## SOURCE TEXT
This section provides an overview of the design aspects and architecture of the proposed processor core. As illustrated in
Figure 2, the processor is implemented with a five-stage pipelined organization, consisting of the following stages: (a) Instruction Fetch and Instruction Decode (IF and ID), (b) Instruction Issue (IS), (c) Execution (EX), (d) Memory Access (MEM), and (e) Write Back (WB). All stages of the processor pipeline are in order. The subsequent discussion will delve into the specific module design of each stage within the pipeline.
3.1. Instruction Fetch and Decode (IF and ID)
The IF and ID stage of the microprocessor pipeline is mainly responsible for the fetching and decoding of the instructions. The processed instructions are sent to the lower-level issue module, which then distributes them to each logic unit in the execution stage. In the proposed processor core, the completion of the IF and ID stage is orchestrated by two distinguished functional modules: “FETCH” and “DECODE”.
In this design, the “FETCH” module is mainly responsible for executing the operation of fetching instructions from the instruction memory. Since there are two configurable modes of low power consumption and high performance in the proposed architecture, the “FETCH” module has two different connection methods. In the low-power configuration, the ITCM will serve as the instruction memory of the proposed processor to which the “FETCH” module is directly connected. In the high-performance mode, the “FETCH” module will be connected to the MMU to support ICACHE. In fact, the difference in the above connection methods does not impact the functional realization of the “FETCH” module. Therefore, the following explanation will take the case equipped with ITCM as an example to explain the implementation of the “FETCH” module in the proposed architecture.
As illustrated in
Figure 2, the “FETCH” module is mainly responsible for fetching instructions from the ITCM and transmitting them to the “DECODE” module for decoding.
In addition, the “FETCH” module also needs to be responsible for the interruption and abnormal operation of the “FETCH & DECODE STAGE”, which is embodied as the branch request from the “CSR” module and the “EXEC” module in the proposed architecture. The workflow of the proposed “FETCH” module is shown in
Figure 3. In one clock cycle, if the data paths of the “FETCH” module are clear, the “FETCH” module will send a read request (referred to as Inst_1) to the instruction memory while simultaneously receiving the instruction (Inst_0) requested in the previous cycle from the instruction memory. The “FTECH” module then transfers Inst_0 to the “DECODE” module using the valid-ready handshake mechanism.

## DATA IN THIS EXERCISE
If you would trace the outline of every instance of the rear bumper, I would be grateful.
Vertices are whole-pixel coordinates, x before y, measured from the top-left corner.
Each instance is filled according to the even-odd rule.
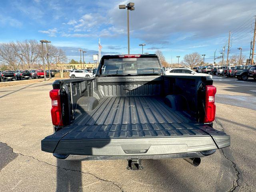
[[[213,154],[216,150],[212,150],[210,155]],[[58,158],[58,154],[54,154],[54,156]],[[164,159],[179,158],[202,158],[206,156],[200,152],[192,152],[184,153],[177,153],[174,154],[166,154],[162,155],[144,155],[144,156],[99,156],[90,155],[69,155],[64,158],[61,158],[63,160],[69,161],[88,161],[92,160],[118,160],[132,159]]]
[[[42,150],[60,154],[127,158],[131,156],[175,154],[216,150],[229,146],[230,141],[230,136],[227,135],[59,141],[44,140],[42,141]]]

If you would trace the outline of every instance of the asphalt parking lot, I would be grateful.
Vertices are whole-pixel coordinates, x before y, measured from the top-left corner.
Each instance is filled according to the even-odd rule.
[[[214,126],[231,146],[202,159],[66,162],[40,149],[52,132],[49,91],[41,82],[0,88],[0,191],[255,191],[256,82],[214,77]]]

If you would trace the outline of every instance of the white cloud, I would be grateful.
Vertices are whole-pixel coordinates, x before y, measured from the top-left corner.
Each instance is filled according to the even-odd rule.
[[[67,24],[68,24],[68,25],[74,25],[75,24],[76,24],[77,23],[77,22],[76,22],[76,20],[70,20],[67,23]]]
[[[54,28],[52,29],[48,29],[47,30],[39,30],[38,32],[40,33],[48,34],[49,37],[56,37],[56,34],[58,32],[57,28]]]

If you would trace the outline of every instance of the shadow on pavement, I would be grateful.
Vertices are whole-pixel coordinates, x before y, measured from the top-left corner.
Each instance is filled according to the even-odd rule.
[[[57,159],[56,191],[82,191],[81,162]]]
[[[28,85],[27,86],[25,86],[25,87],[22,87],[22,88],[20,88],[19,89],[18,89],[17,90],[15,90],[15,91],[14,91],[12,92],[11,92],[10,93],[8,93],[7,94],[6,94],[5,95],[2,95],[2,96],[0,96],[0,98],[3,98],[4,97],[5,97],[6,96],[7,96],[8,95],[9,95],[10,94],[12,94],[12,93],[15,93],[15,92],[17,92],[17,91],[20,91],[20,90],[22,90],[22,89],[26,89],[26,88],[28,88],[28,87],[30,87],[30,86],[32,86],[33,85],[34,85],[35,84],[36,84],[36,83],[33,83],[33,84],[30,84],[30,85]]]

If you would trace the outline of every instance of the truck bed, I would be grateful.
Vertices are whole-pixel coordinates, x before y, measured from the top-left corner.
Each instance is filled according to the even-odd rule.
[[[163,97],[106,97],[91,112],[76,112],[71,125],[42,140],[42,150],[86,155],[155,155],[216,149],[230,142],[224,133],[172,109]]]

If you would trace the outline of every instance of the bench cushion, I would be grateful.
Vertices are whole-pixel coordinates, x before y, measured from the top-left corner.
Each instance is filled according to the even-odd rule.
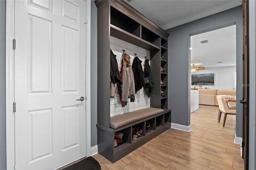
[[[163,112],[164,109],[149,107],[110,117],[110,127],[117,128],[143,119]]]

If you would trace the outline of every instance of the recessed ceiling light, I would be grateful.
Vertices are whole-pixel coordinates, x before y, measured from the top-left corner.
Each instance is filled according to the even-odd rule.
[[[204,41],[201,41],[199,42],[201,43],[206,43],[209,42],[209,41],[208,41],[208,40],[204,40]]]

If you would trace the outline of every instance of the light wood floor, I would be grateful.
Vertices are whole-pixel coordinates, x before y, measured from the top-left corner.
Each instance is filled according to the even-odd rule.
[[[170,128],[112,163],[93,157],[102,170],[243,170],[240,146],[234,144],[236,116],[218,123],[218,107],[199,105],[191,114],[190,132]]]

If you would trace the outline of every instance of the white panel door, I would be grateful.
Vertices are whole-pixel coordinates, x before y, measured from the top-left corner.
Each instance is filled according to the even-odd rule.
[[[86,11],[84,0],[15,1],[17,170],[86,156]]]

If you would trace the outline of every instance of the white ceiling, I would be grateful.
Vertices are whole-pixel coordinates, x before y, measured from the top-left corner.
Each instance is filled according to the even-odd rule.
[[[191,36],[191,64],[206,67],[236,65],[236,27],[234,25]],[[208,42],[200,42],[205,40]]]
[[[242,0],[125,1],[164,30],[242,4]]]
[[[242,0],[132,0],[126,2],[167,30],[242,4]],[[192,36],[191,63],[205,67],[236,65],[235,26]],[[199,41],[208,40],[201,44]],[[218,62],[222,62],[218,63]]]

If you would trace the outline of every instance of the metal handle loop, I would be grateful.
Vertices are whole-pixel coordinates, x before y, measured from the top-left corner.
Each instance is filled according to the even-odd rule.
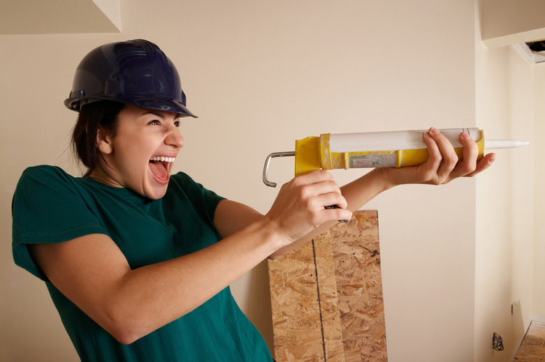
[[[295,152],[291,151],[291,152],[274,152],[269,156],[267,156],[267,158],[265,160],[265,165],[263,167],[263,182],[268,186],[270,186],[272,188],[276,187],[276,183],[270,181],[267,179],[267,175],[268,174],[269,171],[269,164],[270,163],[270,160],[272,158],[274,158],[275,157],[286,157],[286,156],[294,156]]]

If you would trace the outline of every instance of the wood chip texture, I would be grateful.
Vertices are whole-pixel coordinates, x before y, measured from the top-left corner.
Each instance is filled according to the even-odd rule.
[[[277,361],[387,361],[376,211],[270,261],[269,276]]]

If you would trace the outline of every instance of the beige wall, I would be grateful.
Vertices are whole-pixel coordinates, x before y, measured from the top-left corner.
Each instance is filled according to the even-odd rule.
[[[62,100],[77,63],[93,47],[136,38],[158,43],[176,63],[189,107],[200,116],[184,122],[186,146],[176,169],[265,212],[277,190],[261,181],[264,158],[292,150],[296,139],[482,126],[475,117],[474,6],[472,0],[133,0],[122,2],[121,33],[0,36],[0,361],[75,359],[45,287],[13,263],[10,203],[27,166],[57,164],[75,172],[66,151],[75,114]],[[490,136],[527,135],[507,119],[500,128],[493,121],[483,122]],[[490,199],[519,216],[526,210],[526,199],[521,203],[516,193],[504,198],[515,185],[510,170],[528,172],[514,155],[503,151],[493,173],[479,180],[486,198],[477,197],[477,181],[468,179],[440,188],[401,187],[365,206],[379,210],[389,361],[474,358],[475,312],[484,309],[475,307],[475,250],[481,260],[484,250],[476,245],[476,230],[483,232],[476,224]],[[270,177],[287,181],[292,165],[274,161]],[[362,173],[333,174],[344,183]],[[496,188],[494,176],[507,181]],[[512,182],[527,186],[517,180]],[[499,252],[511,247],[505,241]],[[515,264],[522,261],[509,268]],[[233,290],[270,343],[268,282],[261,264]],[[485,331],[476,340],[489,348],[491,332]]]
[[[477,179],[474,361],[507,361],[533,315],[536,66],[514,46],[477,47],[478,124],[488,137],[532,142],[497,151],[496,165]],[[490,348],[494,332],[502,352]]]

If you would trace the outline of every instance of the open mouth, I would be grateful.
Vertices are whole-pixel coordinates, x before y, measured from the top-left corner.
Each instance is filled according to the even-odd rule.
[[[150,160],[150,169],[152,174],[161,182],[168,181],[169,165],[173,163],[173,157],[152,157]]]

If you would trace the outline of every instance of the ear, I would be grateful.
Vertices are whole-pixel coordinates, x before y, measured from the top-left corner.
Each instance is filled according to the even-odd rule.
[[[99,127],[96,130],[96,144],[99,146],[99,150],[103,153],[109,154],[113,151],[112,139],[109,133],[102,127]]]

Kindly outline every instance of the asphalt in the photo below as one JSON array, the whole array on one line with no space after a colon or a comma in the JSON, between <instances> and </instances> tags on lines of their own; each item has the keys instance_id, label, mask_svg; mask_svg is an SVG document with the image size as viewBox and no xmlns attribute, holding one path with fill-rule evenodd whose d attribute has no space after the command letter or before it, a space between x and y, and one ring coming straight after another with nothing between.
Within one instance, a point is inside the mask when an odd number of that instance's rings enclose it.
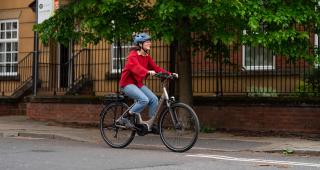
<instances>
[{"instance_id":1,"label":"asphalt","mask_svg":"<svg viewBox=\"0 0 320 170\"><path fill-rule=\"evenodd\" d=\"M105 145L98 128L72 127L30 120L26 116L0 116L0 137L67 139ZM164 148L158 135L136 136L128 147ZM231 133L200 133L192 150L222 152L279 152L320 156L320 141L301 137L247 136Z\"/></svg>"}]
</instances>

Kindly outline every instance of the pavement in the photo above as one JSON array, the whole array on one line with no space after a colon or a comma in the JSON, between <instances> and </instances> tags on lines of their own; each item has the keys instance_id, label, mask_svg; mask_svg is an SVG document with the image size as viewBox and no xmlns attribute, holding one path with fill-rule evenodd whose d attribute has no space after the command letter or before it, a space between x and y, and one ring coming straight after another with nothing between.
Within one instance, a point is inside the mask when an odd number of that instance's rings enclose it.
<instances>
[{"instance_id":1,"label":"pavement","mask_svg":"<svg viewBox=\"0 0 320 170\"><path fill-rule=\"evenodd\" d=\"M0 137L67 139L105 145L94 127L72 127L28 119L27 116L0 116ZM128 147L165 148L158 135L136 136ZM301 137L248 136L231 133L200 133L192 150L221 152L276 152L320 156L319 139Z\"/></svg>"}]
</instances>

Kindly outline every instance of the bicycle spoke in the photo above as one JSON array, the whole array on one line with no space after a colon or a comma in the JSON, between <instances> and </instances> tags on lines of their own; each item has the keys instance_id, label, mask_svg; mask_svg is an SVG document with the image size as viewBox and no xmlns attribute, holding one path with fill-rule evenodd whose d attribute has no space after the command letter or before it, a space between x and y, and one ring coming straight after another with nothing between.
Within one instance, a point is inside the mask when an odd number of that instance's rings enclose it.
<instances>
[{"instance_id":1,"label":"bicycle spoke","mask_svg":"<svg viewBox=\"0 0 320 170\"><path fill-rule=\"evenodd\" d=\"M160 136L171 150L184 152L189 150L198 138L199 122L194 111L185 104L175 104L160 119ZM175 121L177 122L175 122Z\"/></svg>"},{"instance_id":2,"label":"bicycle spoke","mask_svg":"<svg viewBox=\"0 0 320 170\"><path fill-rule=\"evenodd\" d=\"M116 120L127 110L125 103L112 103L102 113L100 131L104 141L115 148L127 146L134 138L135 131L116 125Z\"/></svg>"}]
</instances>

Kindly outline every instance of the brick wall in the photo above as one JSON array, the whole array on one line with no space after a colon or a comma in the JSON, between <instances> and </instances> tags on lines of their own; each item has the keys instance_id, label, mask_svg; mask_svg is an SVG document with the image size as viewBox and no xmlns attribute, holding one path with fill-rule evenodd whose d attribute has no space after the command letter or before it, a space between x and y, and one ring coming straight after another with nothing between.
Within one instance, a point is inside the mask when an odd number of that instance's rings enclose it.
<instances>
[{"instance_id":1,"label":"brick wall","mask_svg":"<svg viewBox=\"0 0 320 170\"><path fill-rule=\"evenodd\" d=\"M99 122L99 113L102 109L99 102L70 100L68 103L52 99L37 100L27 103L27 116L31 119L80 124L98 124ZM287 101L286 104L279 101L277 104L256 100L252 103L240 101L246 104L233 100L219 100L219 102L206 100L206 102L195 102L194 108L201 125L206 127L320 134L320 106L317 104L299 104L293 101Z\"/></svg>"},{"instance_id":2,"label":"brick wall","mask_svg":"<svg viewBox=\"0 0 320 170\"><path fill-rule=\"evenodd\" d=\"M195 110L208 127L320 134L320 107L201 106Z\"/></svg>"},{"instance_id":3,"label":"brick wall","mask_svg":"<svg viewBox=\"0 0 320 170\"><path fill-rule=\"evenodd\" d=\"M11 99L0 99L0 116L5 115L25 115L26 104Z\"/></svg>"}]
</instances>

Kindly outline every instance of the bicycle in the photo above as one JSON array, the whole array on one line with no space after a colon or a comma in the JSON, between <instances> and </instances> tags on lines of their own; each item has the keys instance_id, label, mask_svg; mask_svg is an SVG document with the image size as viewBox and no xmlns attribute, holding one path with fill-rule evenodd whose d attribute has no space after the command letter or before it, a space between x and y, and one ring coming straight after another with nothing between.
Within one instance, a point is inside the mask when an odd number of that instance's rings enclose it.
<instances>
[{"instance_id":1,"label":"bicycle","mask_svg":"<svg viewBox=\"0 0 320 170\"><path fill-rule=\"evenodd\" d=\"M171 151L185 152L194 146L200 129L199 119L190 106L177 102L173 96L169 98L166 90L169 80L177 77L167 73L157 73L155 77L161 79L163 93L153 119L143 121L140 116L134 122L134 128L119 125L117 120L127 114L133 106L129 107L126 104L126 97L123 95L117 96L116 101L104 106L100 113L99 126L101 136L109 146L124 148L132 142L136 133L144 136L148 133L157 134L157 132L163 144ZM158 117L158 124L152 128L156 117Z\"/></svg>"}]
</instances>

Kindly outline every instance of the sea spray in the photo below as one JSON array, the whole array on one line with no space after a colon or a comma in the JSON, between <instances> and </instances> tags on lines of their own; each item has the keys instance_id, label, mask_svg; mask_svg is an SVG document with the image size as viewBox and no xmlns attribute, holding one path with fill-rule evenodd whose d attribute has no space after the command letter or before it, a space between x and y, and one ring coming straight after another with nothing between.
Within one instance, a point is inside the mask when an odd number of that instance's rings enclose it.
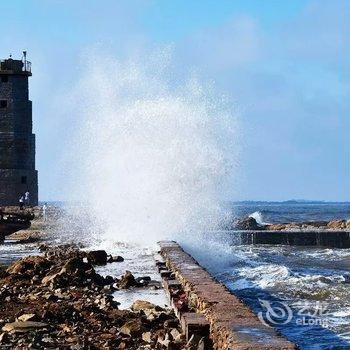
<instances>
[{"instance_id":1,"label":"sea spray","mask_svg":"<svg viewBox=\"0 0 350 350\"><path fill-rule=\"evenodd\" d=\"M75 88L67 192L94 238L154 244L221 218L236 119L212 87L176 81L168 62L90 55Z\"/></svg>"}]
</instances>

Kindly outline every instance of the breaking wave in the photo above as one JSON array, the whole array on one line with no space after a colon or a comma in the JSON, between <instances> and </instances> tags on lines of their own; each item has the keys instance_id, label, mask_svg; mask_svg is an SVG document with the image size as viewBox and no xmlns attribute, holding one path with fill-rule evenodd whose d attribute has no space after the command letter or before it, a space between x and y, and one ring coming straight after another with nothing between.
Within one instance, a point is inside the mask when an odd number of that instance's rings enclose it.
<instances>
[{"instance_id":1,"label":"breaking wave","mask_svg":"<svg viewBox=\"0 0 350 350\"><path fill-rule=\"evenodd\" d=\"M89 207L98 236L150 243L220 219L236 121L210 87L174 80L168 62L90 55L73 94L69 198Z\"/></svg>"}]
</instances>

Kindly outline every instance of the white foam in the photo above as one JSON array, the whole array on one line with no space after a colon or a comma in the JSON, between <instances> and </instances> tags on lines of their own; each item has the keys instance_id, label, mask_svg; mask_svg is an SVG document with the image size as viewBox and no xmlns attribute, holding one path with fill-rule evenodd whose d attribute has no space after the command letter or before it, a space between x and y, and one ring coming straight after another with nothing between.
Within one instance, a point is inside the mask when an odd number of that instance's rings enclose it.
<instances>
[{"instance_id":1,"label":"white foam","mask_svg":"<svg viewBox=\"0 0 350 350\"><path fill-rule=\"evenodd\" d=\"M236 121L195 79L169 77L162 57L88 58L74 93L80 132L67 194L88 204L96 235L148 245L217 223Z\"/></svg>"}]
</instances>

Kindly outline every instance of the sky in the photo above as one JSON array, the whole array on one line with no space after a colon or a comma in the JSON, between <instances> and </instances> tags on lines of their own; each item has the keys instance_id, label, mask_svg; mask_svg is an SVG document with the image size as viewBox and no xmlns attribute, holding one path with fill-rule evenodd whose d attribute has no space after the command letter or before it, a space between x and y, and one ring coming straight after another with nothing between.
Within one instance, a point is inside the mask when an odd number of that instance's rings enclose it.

## EXERCISE TASKS
**1)** Recast the lines of the entries, from the line containing "pavement, I would be grateful." to the line containing "[[[57,159],[56,191],[82,191],[81,162]]]", as a Markdown table with the columns Row and Line. Number each line in Row and leave out any blank lines.
**2)** Continue the passage on the pipelined processor core after its final sentence.

## OUTPUTS
**1)**
| Row | Line |
|---|---|
| 1 | If you would trace the outline of every instance of the shadow on pavement, I would be grateful. |
| 2 | Vertices are whole-pixel coordinates, x before y, measured from the top-left corner. |
| 3 | Each instance is filled according to the even-odd rule. |
| 4 | [[[57,159],[56,191],[82,191],[81,162]]] |

**2)**
If the data path is not always clear, it can be blocked in the following situations: (1) the instruction memory fails to promptly return the instruction requested by the “FETCH” module in the previous cycle, as seen in
Figure 4a; (2) the “DECODE” module is not ready yet, unable to handshake with the “FETCH” module, as seen in
Figure 4b. For situation (1), the “FETCH” module enters the stalling state, during which no data transmission occurs along the entire data path, extending from the instruction memory to the “DECODE” module, which can be seen in cycle 1 of
Figure 4a. When the instruction memory successfully returns the instruction in a certain clock cycle, the “FETCH” module restarts and continues to fetch instructions in order, which can be seen in cycles 2 and 3 of
Figure 4a. As seen in
Figure 4a, there is no data loss during the entire suspension of situation (1). For situation (2), the “FETCH” module also enters the stalling state. However, if the instruction memory returns the instruction in this clock cycle, there exists data transmission along the data path, which extends from the instruction memory to the “FETCH” module, as seen in cycle 1 of
Figure 4b. As depicted in cycle 2 of
Figure 4b, there will be data loss if the entire data path is restored in the cycle. To avert such a situation, the proposed “FETCH” module incorporates an “Inst-buffer” component, which is shown in
Figure 4b. When situation (2) arises, the “Inst-buffer” stores the returned data from the instruction memory. Upon data path restoration, it is transmitted to the “DECODE” module through a handshake, ensuring that data integrity is maintained.
As mentioned earlier, another important responsibility of the “FETCH” module is to process the branch signals from the “CSR” module and the “EXEC” module in the proposed architecture. The branch signals from the above two modules are generated at the third stage of the pipeline (EXEC STAGE). This means that the “FETCH” module should fetch the target instruction in the third cycle after receiving the branch signal to ensure the orderly execution of tasks on the pipeline.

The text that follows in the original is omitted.